## Exercise goal
Copy out every line of the listing below without changing anything.
====== Provided material ======
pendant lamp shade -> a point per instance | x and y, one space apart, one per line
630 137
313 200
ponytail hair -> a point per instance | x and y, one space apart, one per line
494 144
======
## Expected output
pendant lamp shade -> a point per instance | x and y, one space apart, one per line
630 137
313 200
ponytail hair -> a point per instance | x and y, one space apart, one per line
494 144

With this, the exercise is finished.